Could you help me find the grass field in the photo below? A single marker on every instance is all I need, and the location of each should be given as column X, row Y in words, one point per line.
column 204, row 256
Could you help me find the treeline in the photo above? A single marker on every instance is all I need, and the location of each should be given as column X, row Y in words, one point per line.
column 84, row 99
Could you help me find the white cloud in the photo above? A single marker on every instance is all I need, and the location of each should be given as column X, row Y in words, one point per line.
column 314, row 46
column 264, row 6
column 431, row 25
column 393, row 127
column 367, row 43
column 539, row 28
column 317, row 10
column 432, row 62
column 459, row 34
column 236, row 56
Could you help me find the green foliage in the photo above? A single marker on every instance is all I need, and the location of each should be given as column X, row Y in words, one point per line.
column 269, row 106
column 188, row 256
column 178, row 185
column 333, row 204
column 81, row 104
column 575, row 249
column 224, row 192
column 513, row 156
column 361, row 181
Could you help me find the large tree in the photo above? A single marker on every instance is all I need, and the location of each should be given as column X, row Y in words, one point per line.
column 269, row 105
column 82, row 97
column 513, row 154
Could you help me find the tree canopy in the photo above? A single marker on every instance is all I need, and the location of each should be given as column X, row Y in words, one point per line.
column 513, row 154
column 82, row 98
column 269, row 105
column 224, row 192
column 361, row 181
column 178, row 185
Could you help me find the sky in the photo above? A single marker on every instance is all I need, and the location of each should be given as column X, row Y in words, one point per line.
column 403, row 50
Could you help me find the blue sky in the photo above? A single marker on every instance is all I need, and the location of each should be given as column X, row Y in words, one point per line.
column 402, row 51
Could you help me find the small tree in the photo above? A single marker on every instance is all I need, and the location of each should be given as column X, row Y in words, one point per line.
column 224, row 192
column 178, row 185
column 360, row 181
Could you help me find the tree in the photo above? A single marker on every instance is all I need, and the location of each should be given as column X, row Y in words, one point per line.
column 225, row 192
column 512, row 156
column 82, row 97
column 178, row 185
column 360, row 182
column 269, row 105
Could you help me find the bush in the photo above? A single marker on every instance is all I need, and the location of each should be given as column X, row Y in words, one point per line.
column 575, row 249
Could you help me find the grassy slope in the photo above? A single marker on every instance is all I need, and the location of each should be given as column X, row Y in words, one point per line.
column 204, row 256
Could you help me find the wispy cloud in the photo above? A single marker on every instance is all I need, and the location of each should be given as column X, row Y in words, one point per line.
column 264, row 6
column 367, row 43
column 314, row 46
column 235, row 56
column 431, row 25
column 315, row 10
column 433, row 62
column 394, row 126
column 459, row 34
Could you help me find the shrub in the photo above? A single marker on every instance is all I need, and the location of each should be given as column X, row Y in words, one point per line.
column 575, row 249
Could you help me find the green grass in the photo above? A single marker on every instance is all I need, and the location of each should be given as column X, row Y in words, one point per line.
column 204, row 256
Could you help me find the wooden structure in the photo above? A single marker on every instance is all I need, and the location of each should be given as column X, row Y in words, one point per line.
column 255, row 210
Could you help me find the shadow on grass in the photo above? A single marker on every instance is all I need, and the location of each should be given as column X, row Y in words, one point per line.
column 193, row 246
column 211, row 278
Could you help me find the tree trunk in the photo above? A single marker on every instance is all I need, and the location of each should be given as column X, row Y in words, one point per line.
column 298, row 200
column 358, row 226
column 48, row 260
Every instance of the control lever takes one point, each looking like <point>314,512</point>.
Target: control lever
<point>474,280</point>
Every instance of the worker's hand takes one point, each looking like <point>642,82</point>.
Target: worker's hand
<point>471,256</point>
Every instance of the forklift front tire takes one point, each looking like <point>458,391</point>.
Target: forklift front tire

**Requisitos de la tarea**
Presenta todas las entradas anteriores como una lista numerada y omite las líneas en blanco.

**Respuesta completa**
1. Could you help me find the grass field in the photo below? A single marker on every instance is all I need, and the location of each should be given as column X, row Y in words, one point per line.
2. column 204, row 256
3. Could you help me find the treeline in the photo above? A single marker on every instance is all I need, and the location of each should be given as column X, row Y in words, one point per line.
4. column 84, row 99
5. Could you help me find the white cloud in the photo above? A single marker on every instance is all I need, and the location of each should be given as column X, row Y in words, one point per line.
6. column 314, row 46
7. column 264, row 6
8. column 431, row 25
9. column 393, row 127
10. column 367, row 43
11. column 539, row 28
12. column 317, row 10
13. column 432, row 62
14. column 459, row 34
15. column 236, row 56
16. Could you help me find the green foliage in the photo above? A single marker on every instance is all I need, and the location of each should be given as column X, row Y in words, one point per line.
17. column 269, row 106
18. column 188, row 256
19. column 178, row 185
20. column 333, row 204
21. column 81, row 104
22. column 575, row 249
23. column 224, row 192
24. column 513, row 156
25. column 361, row 181
26. Could you help me find the large tree in the photo above? A single marker on every instance is all I need, and the location of each should be given as column X, row Y in words, one point per line.
27. column 269, row 105
28. column 82, row 97
29. column 513, row 154
30. Could you help me find the tree canopy in the photo above? A single marker on every instance is all I need, and the location of each should be given as column X, row Y in words, one point per line.
31. column 513, row 154
32. column 82, row 98
33. column 269, row 105
34. column 224, row 192
35. column 361, row 181
36. column 178, row 185
37. Could you help me find the sky in the photo above? A single marker on every instance is all I need, and the location of each should be given as column X, row Y in words, one point per line.
38. column 403, row 50
39. Could you help me find the blue sky in the photo above? A single marker on every instance is all I need, and the location of each should be given as column X, row Y in words, one point per line.
40. column 402, row 51
41. Could you help me find the small tree in the photo above? A single marker on every instance is all I need, and the location of each should be given as column X, row Y in words, one point per line.
42. column 224, row 192
43. column 178, row 185
44. column 360, row 181
45. Could you help me find the tree in the photo above? A single marker on every instance is all I need, and the location of each should be given as column X, row Y in words, one point per line.
46. column 225, row 192
47. column 512, row 156
48. column 82, row 97
49. column 178, row 185
50. column 360, row 182
51. column 269, row 105
52. Could you help me find the bush in the photo above? A single marker on every instance is all I need, and the location of each should be given as column X, row Y in words, one point per line.
53. column 575, row 249
54. Could you help me find the grassy slope in the photo above? A single marker on every instance is all I need, and the location of each should be given as column X, row Y in words, one point per line.
55. column 204, row 256
56. Could you help me find the wispy cloud in the photo above? A single marker on every instance is all I need, and the location of each should be given as column X, row Y in words, one point per line.
57. column 264, row 6
58. column 367, row 43
59. column 314, row 46
60. column 235, row 56
61. column 431, row 25
62. column 315, row 10
63. column 433, row 62
64. column 394, row 126
65. column 459, row 34
66. Could you help me find the shrub in the photo above? A single marker on every instance is all I need, and the location of each should be given as column X, row Y in words, one point per line.
67. column 575, row 249
68. Could you help me find the green grass in the photo above? A single marker on every instance is all I need, and the location of each should be given as column X, row Y in words, one point per line.
69. column 204, row 256
70. Could you help me find the wooden structure in the photo above? A single marker on every instance is all I need, and the location of each should be given as column X, row Y in words, one point per line.
71. column 255, row 210
72. Could you help me find the shadow on grass in the photo above? A single marker on every instance is all I need, and the location of each should be given as column X, row Y in words, one point per line.
73. column 193, row 246
74. column 211, row 278
75. Could you help me find the tree trunk in the photo above? A single marker on every instance is all I need, and the location of each should be given as column X, row Y in words, one point per line.
76. column 298, row 200
77. column 358, row 226
78. column 48, row 260
79. Every instance of the control lever takes one point, each looking like <point>314,512</point>.
80. Target: control lever
81. <point>474,280</point>
82. Every instance of the worker's hand takes one point, each looking like <point>642,82</point>.
83. Target: worker's hand
84. <point>471,256</point>
85. Every instance of the forklift front tire takes one point, each looking like <point>458,391</point>.
86. Target: forklift front tire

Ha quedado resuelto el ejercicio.